> _SOURCE MATERIAL_:
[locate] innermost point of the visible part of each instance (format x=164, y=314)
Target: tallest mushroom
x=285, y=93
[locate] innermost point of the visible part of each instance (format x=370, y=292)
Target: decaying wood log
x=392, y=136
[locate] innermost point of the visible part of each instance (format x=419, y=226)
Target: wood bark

...

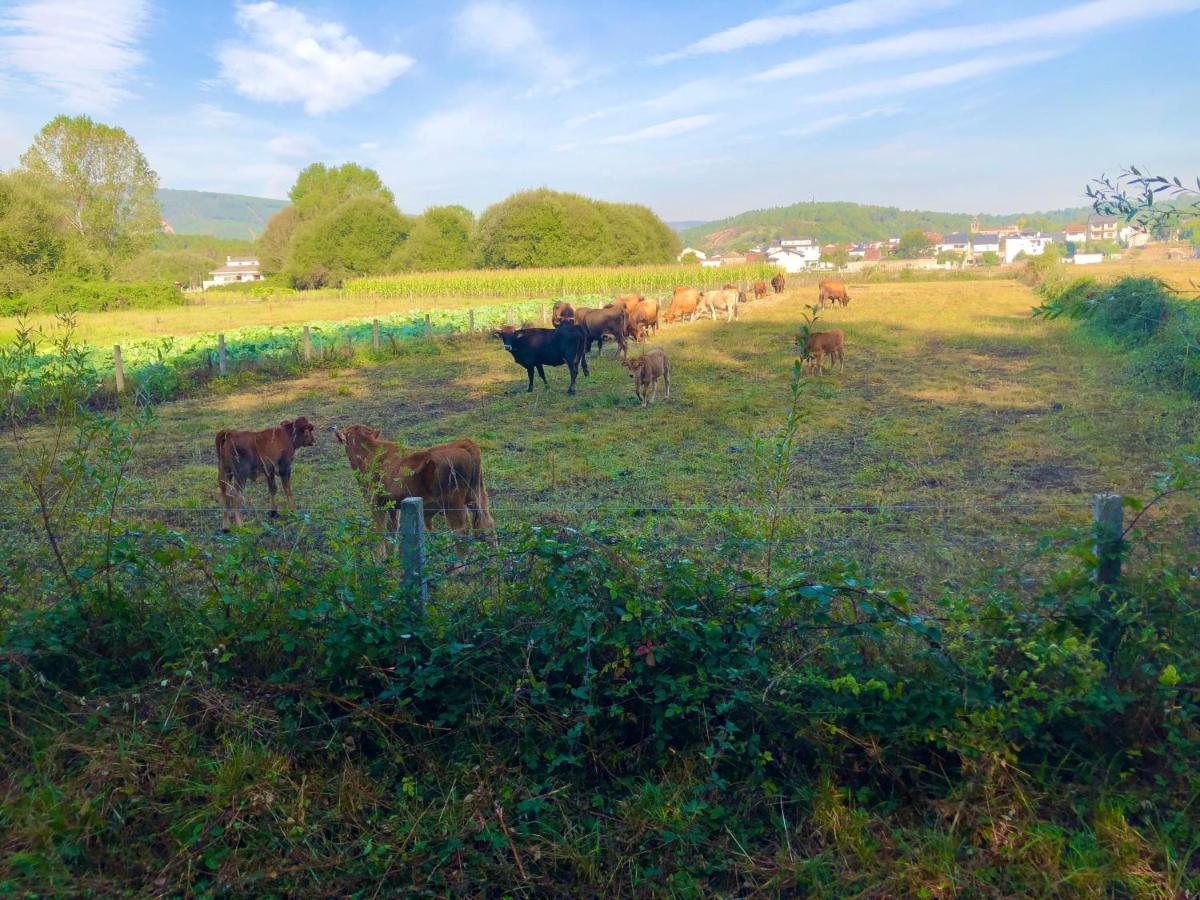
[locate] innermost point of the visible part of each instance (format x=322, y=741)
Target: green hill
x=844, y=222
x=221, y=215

> _GIVEN INSTRUCTION_: Locate and copy each line in the two blocks above that contains the string "part". Case counts.

> _SOLVED EXERCISE_:
[locate] innermost point of the visible part of each instance (format x=164, y=314)
[locate] innermost point of the visible part of each instance (format x=370, y=292)
[locate] innermost point of the visible part of each instance (format x=419, y=226)
[locate] innermost point of the visible part of each instance (format x=322, y=741)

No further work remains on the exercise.